- [所给摘录]
┌──
机器学习作为人工智能的一种类型,可以让软件根据大量的数据来对未来的情况进行阐述或预判。如今,领先的科技巨头无不在机器学习下予以极大投入。Facebook、苹果、微软,甚至国内的百度。Google 自然也在其中。「TensorFlow」是 Google 多年以来内部的机器学习系统。如今,Google 正在将此系统成为开源系统,并将此系统的参数公布给业界工程师、学者和拥有大量编程能力的技术人员,这意味着什么呢?
打个不太恰当的比喻,如今 Google 对待 TensorFlow 系统,有点类似于该公司对待旗下移动操作系统 Android。如果更多的数据科学家开始使用 Google 的系统来从事机器学习方面的研究,那么这将有利于 Google 对日益发展的机器学习行业拥有更多的主导权。
为了让国内的技术人员在最短的时间内迅速掌握这一世界领先的 AI 系统,极客学院 Wiki 团队发起对 TensorFlow 官方文档的中文协同翻译。
欢迎各路人工智能及机器学习领域的专家和爱好者参与这一翻译项目,我们会为每位翻译和校对人员署名。
## 一起来参与
如果想做出贡献(翻译或者校对)的话,请加QQ群:248320884,谢谢!
PS: 想探讨TensorFlow技术的可以加"TensorFlow技术交流群":495115006
## 内容来源
英文官方网站:
官方GitHub仓库:
中文版 GitHub 仓库:
## 关于TensorFlow的一些报道
[野心:像开放安卓一样,这一次,谷歌决定开放它的机器学习系统——TensorFlow](http://www.huxiu.com/article/130763/1.html?f=wangzhan)
[最强大机器学习平台开源 谷歌准备主宰人工智能?](http://m.wallstreetcn.com/node/226012)
## 参与步骤
* fork主仓库()
└──
- [数据记录]
┌──
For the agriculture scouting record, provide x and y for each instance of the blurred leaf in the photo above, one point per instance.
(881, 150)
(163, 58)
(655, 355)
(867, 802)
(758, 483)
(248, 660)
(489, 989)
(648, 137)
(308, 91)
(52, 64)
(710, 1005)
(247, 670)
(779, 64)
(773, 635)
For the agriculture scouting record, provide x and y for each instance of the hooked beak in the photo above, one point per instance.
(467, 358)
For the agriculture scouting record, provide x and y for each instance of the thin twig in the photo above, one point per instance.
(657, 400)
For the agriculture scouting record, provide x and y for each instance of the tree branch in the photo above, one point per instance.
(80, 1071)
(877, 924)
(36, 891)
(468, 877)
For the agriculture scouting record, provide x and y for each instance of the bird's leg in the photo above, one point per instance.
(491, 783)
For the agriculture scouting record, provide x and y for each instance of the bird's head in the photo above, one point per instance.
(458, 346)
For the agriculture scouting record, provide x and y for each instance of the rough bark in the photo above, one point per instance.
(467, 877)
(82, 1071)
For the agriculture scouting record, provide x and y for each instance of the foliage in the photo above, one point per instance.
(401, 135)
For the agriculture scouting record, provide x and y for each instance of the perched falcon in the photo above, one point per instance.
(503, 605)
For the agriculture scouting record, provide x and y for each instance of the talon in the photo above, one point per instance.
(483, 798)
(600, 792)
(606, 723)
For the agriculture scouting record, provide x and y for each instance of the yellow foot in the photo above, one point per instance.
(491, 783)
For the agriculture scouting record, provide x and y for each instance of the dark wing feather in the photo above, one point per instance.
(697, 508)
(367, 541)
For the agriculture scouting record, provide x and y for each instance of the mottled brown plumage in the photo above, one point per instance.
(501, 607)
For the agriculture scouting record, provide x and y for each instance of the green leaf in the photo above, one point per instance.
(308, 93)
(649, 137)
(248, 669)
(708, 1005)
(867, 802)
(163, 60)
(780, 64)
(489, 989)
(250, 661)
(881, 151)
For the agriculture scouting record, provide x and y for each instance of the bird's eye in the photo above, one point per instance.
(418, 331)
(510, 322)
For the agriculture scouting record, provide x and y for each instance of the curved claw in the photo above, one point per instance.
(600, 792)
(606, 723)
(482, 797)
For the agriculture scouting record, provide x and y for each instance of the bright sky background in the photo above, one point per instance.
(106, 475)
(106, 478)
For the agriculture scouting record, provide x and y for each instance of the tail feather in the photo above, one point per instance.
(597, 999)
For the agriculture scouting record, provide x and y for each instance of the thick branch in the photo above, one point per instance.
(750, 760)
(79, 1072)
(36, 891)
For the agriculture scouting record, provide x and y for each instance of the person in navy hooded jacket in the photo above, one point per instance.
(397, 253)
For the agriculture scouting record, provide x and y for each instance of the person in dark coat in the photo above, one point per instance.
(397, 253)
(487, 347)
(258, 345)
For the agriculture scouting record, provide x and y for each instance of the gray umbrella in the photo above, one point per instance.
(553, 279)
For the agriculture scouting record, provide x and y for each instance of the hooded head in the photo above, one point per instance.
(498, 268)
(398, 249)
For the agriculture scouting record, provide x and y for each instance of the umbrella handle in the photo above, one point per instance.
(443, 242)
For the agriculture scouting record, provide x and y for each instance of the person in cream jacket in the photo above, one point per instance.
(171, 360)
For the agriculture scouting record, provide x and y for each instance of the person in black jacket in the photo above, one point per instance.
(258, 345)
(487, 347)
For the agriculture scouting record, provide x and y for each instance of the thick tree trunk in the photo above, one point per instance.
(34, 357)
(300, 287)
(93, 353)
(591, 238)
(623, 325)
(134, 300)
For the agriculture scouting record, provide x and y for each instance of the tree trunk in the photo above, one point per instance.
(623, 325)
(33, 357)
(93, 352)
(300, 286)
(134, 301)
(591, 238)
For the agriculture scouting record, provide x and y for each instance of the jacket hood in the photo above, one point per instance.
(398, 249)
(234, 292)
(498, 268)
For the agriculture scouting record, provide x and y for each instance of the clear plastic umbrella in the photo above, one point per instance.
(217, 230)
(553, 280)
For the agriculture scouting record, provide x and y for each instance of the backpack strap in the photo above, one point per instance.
└──
- [你的目标]
请从最后一句之后,接着续写这篇介绍 TensorFlow 中文翻译项目的摘录。 这些记录是另一份材料,和摘录没有关系。

- [本题答案]
* 按照章节认领翻译(每次申请一个章节)或者校对(可申请多个章节)在下面这个`README.md`里找还没有被人申请的章节,写上(@你的github号),给主仓库的`master`分支提pull request;
* 提的 pull request 被确认,合并到主仓库后,代表你申请的章节*认领*完成,开始翻译或校对;
* 翻译或校对的文件为README.md或者TOC.md中对应的md文件,请不要翻译/校对单独文件夹中的index.md
* 翻译过程请参照 *翻译协作规范* (见下一节),完成翻译后提交 pull request 给主仓库的`master`分支;
* 完成校对后同样提交 pull request 给主仓库的`master`分支;
* 全部翻译/校对完成后,我们会生成PDF/ePub文档,放在极客学院Wiki平台发布,并为所有参与者署名!
## 翻译协作规范
为了让大家协作顺畅,需要每一个人遵循如下协作规范~
- 如果对Markdown和GitHub不了解,请先阅读[如何使用Markdown](markdown.md)以及[如何使用GitHub](learn-github.md)
- 使用Markdown进行翻译,文件名必须使用英文
- 翻译后的文档请放到SOURCE文件夹下的对应章节中,然后pull request即可
- 如遇到文中的图片,请统一放在SOURCE/images目录下
- 原文中的HTML标签及代码请不要修改、翻译
- 有其他任何问题都欢迎发issue,我们看到了会尽快回复
- 翻译人员需将对应的原文地址和翻译人姓名添加到译文末尾,审校人员需要将自己的名字添加到译文末尾,具体格式请参见样例:
> 原文:[Color Palettes](http://www.google.com/design/spec/resources/color-palettes.html) 翻译:[iceskysl](https://github.com/iceskysl) 校对:[PoppinLp](https://github.com/poppinlp)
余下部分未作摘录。